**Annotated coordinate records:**
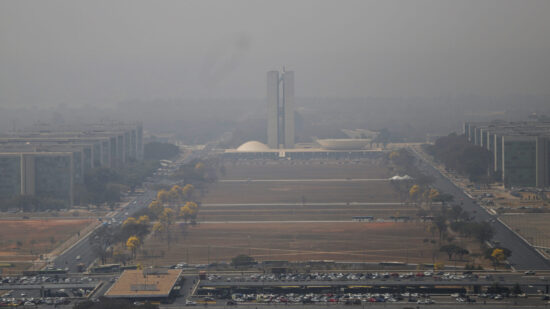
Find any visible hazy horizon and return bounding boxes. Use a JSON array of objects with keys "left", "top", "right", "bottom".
[{"left": 0, "top": 0, "right": 550, "bottom": 107}]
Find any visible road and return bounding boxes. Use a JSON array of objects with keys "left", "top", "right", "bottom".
[
  {"left": 53, "top": 146, "right": 206, "bottom": 272},
  {"left": 201, "top": 202, "right": 403, "bottom": 209},
  {"left": 54, "top": 191, "right": 155, "bottom": 272},
  {"left": 218, "top": 178, "right": 390, "bottom": 183},
  {"left": 412, "top": 149, "right": 550, "bottom": 270}
]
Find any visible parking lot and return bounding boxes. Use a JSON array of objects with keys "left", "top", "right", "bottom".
[{"left": 0, "top": 276, "right": 99, "bottom": 306}]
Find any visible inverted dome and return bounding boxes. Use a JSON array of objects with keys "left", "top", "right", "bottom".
[{"left": 237, "top": 141, "right": 270, "bottom": 152}]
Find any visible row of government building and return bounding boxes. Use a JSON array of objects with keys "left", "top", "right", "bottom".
[
  {"left": 464, "top": 121, "right": 550, "bottom": 188},
  {"left": 0, "top": 123, "right": 143, "bottom": 206}
]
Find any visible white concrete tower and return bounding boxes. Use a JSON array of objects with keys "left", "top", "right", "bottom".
[
  {"left": 267, "top": 71, "right": 279, "bottom": 149},
  {"left": 267, "top": 70, "right": 294, "bottom": 149}
]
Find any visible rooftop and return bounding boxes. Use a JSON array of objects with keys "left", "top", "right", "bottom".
[{"left": 105, "top": 269, "right": 182, "bottom": 298}]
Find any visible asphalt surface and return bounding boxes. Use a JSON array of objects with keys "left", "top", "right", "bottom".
[
  {"left": 53, "top": 191, "right": 155, "bottom": 272},
  {"left": 53, "top": 145, "right": 207, "bottom": 272},
  {"left": 412, "top": 150, "right": 550, "bottom": 270}
]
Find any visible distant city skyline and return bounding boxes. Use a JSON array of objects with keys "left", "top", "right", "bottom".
[{"left": 0, "top": 0, "right": 550, "bottom": 107}]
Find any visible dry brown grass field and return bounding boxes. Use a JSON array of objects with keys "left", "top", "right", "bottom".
[
  {"left": 137, "top": 222, "right": 443, "bottom": 265},
  {"left": 221, "top": 160, "right": 393, "bottom": 179},
  {"left": 500, "top": 213, "right": 550, "bottom": 248},
  {"left": 136, "top": 161, "right": 492, "bottom": 265},
  {"left": 202, "top": 181, "right": 399, "bottom": 204},
  {"left": 198, "top": 203, "right": 417, "bottom": 222},
  {"left": 0, "top": 219, "right": 92, "bottom": 261}
]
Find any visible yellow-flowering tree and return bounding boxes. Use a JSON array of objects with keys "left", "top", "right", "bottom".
[{"left": 126, "top": 236, "right": 141, "bottom": 259}]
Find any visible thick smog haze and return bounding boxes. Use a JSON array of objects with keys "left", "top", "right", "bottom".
[{"left": 0, "top": 0, "right": 550, "bottom": 107}]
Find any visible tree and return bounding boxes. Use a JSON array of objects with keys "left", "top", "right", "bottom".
[
  {"left": 181, "top": 184, "right": 195, "bottom": 200},
  {"left": 159, "top": 208, "right": 176, "bottom": 244},
  {"left": 409, "top": 185, "right": 420, "bottom": 201},
  {"left": 137, "top": 215, "right": 151, "bottom": 225},
  {"left": 512, "top": 282, "right": 523, "bottom": 295},
  {"left": 147, "top": 201, "right": 164, "bottom": 218},
  {"left": 89, "top": 225, "right": 116, "bottom": 264},
  {"left": 433, "top": 216, "right": 447, "bottom": 241},
  {"left": 439, "top": 244, "right": 470, "bottom": 261},
  {"left": 126, "top": 236, "right": 141, "bottom": 259},
  {"left": 157, "top": 189, "right": 170, "bottom": 204},
  {"left": 432, "top": 193, "right": 454, "bottom": 205}
]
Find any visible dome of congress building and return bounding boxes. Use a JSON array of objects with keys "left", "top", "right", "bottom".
[{"left": 237, "top": 141, "right": 270, "bottom": 152}]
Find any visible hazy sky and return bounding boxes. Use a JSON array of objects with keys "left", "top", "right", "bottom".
[{"left": 0, "top": 0, "right": 550, "bottom": 107}]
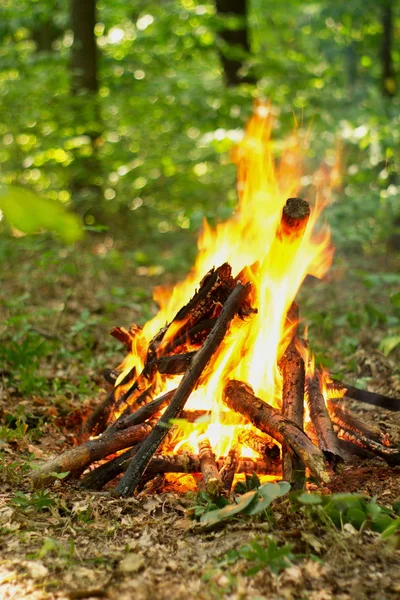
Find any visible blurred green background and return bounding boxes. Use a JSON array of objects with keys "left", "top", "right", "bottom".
[{"left": 0, "top": 0, "right": 400, "bottom": 408}]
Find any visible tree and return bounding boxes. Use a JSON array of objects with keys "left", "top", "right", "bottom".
[
  {"left": 70, "top": 0, "right": 102, "bottom": 223},
  {"left": 381, "top": 0, "right": 396, "bottom": 98},
  {"left": 215, "top": 0, "right": 255, "bottom": 86}
]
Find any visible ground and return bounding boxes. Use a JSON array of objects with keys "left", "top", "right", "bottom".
[{"left": 0, "top": 239, "right": 400, "bottom": 600}]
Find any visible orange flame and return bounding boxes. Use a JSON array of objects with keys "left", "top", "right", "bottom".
[{"left": 115, "top": 102, "right": 333, "bottom": 455}]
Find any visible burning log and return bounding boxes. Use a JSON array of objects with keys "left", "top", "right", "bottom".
[
  {"left": 223, "top": 381, "right": 329, "bottom": 483},
  {"left": 306, "top": 372, "right": 343, "bottom": 467},
  {"left": 110, "top": 390, "right": 176, "bottom": 430},
  {"left": 238, "top": 429, "right": 281, "bottom": 460},
  {"left": 327, "top": 379, "right": 400, "bottom": 411},
  {"left": 219, "top": 445, "right": 240, "bottom": 494},
  {"left": 279, "top": 302, "right": 305, "bottom": 489},
  {"left": 199, "top": 438, "right": 223, "bottom": 496},
  {"left": 31, "top": 423, "right": 152, "bottom": 487},
  {"left": 116, "top": 283, "right": 251, "bottom": 496},
  {"left": 80, "top": 447, "right": 282, "bottom": 491},
  {"left": 328, "top": 400, "right": 390, "bottom": 446},
  {"left": 333, "top": 422, "right": 400, "bottom": 467}
]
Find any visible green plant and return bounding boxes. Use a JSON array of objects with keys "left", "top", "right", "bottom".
[
  {"left": 11, "top": 490, "right": 54, "bottom": 510},
  {"left": 200, "top": 481, "right": 290, "bottom": 527},
  {"left": 292, "top": 492, "right": 400, "bottom": 538}
]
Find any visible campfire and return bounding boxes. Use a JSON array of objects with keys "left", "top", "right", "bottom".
[{"left": 32, "top": 104, "right": 400, "bottom": 496}]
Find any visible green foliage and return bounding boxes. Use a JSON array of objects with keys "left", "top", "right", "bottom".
[
  {"left": 220, "top": 537, "right": 297, "bottom": 576},
  {"left": 195, "top": 481, "right": 290, "bottom": 527},
  {"left": 292, "top": 492, "right": 400, "bottom": 539},
  {"left": 0, "top": 186, "right": 83, "bottom": 243}
]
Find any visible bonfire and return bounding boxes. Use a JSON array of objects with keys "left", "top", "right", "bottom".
[{"left": 32, "top": 103, "right": 400, "bottom": 496}]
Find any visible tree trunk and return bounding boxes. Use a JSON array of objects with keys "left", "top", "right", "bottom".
[
  {"left": 70, "top": 0, "right": 102, "bottom": 219},
  {"left": 215, "top": 0, "right": 256, "bottom": 86},
  {"left": 381, "top": 0, "right": 396, "bottom": 98}
]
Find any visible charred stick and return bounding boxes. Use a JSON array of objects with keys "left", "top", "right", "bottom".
[
  {"left": 279, "top": 302, "right": 305, "bottom": 489},
  {"left": 113, "top": 390, "right": 176, "bottom": 430},
  {"left": 223, "top": 381, "right": 329, "bottom": 483},
  {"left": 238, "top": 429, "right": 281, "bottom": 460},
  {"left": 328, "top": 400, "right": 390, "bottom": 446},
  {"left": 78, "top": 367, "right": 136, "bottom": 443},
  {"left": 199, "top": 438, "right": 223, "bottom": 496},
  {"left": 116, "top": 283, "right": 250, "bottom": 496},
  {"left": 333, "top": 422, "right": 400, "bottom": 467},
  {"left": 306, "top": 373, "right": 343, "bottom": 468},
  {"left": 327, "top": 379, "right": 400, "bottom": 411},
  {"left": 157, "top": 352, "right": 196, "bottom": 375},
  {"left": 32, "top": 423, "right": 152, "bottom": 487},
  {"left": 80, "top": 448, "right": 282, "bottom": 491},
  {"left": 219, "top": 445, "right": 240, "bottom": 494}
]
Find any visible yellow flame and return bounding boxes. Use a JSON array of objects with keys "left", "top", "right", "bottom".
[{"left": 115, "top": 102, "right": 333, "bottom": 455}]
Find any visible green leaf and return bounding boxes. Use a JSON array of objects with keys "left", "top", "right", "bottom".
[
  {"left": 0, "top": 185, "right": 83, "bottom": 243},
  {"left": 378, "top": 335, "right": 400, "bottom": 356}
]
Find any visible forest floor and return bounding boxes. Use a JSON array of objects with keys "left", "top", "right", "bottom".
[{"left": 0, "top": 239, "right": 400, "bottom": 600}]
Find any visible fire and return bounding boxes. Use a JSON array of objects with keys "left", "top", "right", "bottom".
[{"left": 115, "top": 102, "right": 333, "bottom": 456}]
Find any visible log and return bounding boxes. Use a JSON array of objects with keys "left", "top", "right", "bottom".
[
  {"left": 113, "top": 390, "right": 176, "bottom": 430},
  {"left": 219, "top": 445, "right": 240, "bottom": 494},
  {"left": 116, "top": 283, "right": 251, "bottom": 496},
  {"left": 199, "top": 438, "right": 223, "bottom": 496},
  {"left": 333, "top": 421, "right": 400, "bottom": 467},
  {"left": 78, "top": 367, "right": 136, "bottom": 443},
  {"left": 31, "top": 423, "right": 152, "bottom": 487},
  {"left": 306, "top": 372, "right": 343, "bottom": 468},
  {"left": 157, "top": 352, "right": 196, "bottom": 375},
  {"left": 80, "top": 447, "right": 282, "bottom": 491},
  {"left": 238, "top": 429, "right": 281, "bottom": 460},
  {"left": 223, "top": 380, "right": 330, "bottom": 483},
  {"left": 327, "top": 379, "right": 400, "bottom": 411},
  {"left": 279, "top": 302, "right": 306, "bottom": 490},
  {"left": 328, "top": 400, "right": 391, "bottom": 446}
]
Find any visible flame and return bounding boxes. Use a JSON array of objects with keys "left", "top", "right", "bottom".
[{"left": 115, "top": 102, "right": 333, "bottom": 456}]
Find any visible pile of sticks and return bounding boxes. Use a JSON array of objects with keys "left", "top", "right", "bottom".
[{"left": 32, "top": 198, "right": 400, "bottom": 496}]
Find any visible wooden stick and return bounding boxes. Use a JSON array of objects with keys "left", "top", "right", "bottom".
[
  {"left": 327, "top": 379, "right": 400, "bottom": 411},
  {"left": 333, "top": 422, "right": 400, "bottom": 467},
  {"left": 199, "top": 438, "right": 223, "bottom": 496},
  {"left": 219, "top": 445, "right": 240, "bottom": 494},
  {"left": 279, "top": 302, "right": 306, "bottom": 490},
  {"left": 116, "top": 283, "right": 251, "bottom": 496},
  {"left": 79, "top": 447, "right": 282, "bottom": 491},
  {"left": 223, "top": 381, "right": 330, "bottom": 483},
  {"left": 328, "top": 400, "right": 391, "bottom": 446},
  {"left": 31, "top": 423, "right": 152, "bottom": 487},
  {"left": 113, "top": 390, "right": 176, "bottom": 430},
  {"left": 306, "top": 372, "right": 343, "bottom": 468},
  {"left": 238, "top": 429, "right": 281, "bottom": 460}
]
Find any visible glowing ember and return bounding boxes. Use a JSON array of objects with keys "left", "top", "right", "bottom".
[{"left": 111, "top": 103, "right": 333, "bottom": 456}]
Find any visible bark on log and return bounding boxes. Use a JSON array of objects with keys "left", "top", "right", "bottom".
[
  {"left": 306, "top": 373, "right": 343, "bottom": 468},
  {"left": 219, "top": 446, "right": 240, "bottom": 494},
  {"left": 328, "top": 400, "right": 391, "bottom": 446},
  {"left": 80, "top": 447, "right": 282, "bottom": 491},
  {"left": 238, "top": 429, "right": 281, "bottom": 460},
  {"left": 279, "top": 302, "right": 306, "bottom": 490},
  {"left": 31, "top": 423, "right": 152, "bottom": 487},
  {"left": 327, "top": 379, "right": 400, "bottom": 411},
  {"left": 223, "top": 381, "right": 330, "bottom": 483},
  {"left": 113, "top": 390, "right": 176, "bottom": 430},
  {"left": 116, "top": 283, "right": 251, "bottom": 496},
  {"left": 199, "top": 438, "right": 223, "bottom": 496},
  {"left": 333, "top": 421, "right": 400, "bottom": 467}
]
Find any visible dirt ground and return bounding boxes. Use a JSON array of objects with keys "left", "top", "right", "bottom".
[{"left": 0, "top": 241, "right": 400, "bottom": 600}]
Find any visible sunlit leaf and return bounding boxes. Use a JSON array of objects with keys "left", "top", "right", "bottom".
[{"left": 0, "top": 185, "right": 83, "bottom": 243}]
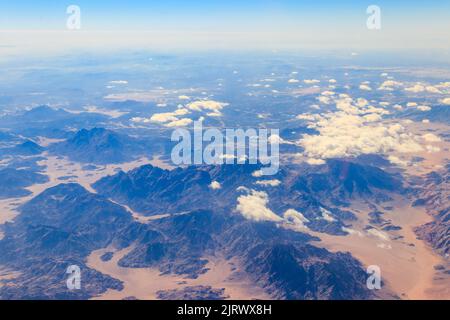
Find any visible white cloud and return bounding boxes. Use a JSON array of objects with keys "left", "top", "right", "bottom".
[
  {"left": 109, "top": 80, "right": 128, "bottom": 84},
  {"left": 303, "top": 79, "right": 320, "bottom": 84},
  {"left": 236, "top": 190, "right": 283, "bottom": 222},
  {"left": 422, "top": 133, "right": 442, "bottom": 142},
  {"left": 388, "top": 155, "right": 409, "bottom": 167},
  {"left": 306, "top": 158, "right": 326, "bottom": 166},
  {"left": 367, "top": 228, "right": 389, "bottom": 241},
  {"left": 209, "top": 181, "right": 222, "bottom": 190},
  {"left": 165, "top": 118, "right": 193, "bottom": 127},
  {"left": 283, "top": 209, "right": 309, "bottom": 229},
  {"left": 417, "top": 106, "right": 431, "bottom": 112},
  {"left": 256, "top": 179, "right": 281, "bottom": 187},
  {"left": 186, "top": 100, "right": 229, "bottom": 116},
  {"left": 298, "top": 92, "right": 423, "bottom": 164},
  {"left": 378, "top": 80, "right": 403, "bottom": 91},
  {"left": 150, "top": 108, "right": 189, "bottom": 123},
  {"left": 441, "top": 98, "right": 450, "bottom": 105},
  {"left": 359, "top": 84, "right": 372, "bottom": 91},
  {"left": 405, "top": 84, "right": 425, "bottom": 93},
  {"left": 320, "top": 207, "right": 336, "bottom": 222}
]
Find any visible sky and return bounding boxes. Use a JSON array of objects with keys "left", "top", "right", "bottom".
[{"left": 0, "top": 0, "right": 450, "bottom": 54}]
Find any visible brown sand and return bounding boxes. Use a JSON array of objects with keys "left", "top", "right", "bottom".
[
  {"left": 87, "top": 247, "right": 270, "bottom": 300},
  {"left": 314, "top": 203, "right": 450, "bottom": 299}
]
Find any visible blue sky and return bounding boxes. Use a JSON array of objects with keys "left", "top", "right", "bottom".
[
  {"left": 0, "top": 0, "right": 450, "bottom": 30},
  {"left": 0, "top": 0, "right": 450, "bottom": 54}
]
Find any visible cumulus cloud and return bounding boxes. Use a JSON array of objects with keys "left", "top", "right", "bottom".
[
  {"left": 306, "top": 158, "right": 326, "bottom": 166},
  {"left": 367, "top": 228, "right": 389, "bottom": 241},
  {"left": 256, "top": 179, "right": 281, "bottom": 187},
  {"left": 422, "top": 133, "right": 442, "bottom": 142},
  {"left": 320, "top": 207, "right": 336, "bottom": 222},
  {"left": 186, "top": 100, "right": 229, "bottom": 116},
  {"left": 303, "top": 79, "right": 320, "bottom": 84},
  {"left": 209, "top": 181, "right": 222, "bottom": 190},
  {"left": 236, "top": 190, "right": 283, "bottom": 222},
  {"left": 417, "top": 106, "right": 431, "bottom": 112},
  {"left": 109, "top": 80, "right": 128, "bottom": 84},
  {"left": 165, "top": 118, "right": 193, "bottom": 127},
  {"left": 283, "top": 209, "right": 309, "bottom": 229},
  {"left": 378, "top": 80, "right": 403, "bottom": 91},
  {"left": 405, "top": 84, "right": 425, "bottom": 93},
  {"left": 297, "top": 95, "right": 423, "bottom": 164},
  {"left": 441, "top": 98, "right": 450, "bottom": 105}
]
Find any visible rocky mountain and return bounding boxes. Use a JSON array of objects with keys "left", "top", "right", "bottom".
[
  {"left": 0, "top": 184, "right": 132, "bottom": 299},
  {"left": 93, "top": 160, "right": 402, "bottom": 234},
  {"left": 0, "top": 168, "right": 48, "bottom": 199},
  {"left": 0, "top": 140, "right": 45, "bottom": 156},
  {"left": 50, "top": 128, "right": 149, "bottom": 164},
  {"left": 415, "top": 164, "right": 450, "bottom": 257},
  {"left": 0, "top": 179, "right": 373, "bottom": 299}
]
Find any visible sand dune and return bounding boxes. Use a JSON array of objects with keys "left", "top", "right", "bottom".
[{"left": 87, "top": 247, "right": 270, "bottom": 300}]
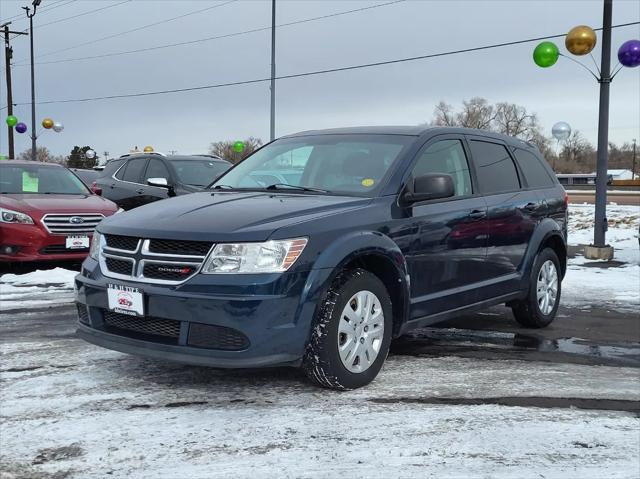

**GOAL OF THE EXERCISE:** Return every line of the items above that contains the string "cloud".

**RESULT OF THE TASK:**
Find any visible white cloud and return bounding boxes. Use a JSON array of objects with keys "left", "top", "right", "bottom".
Find any visible cumulus cloud and return bounding boxes. Use a JSON array of objects with keys "left", "top", "right", "bottom".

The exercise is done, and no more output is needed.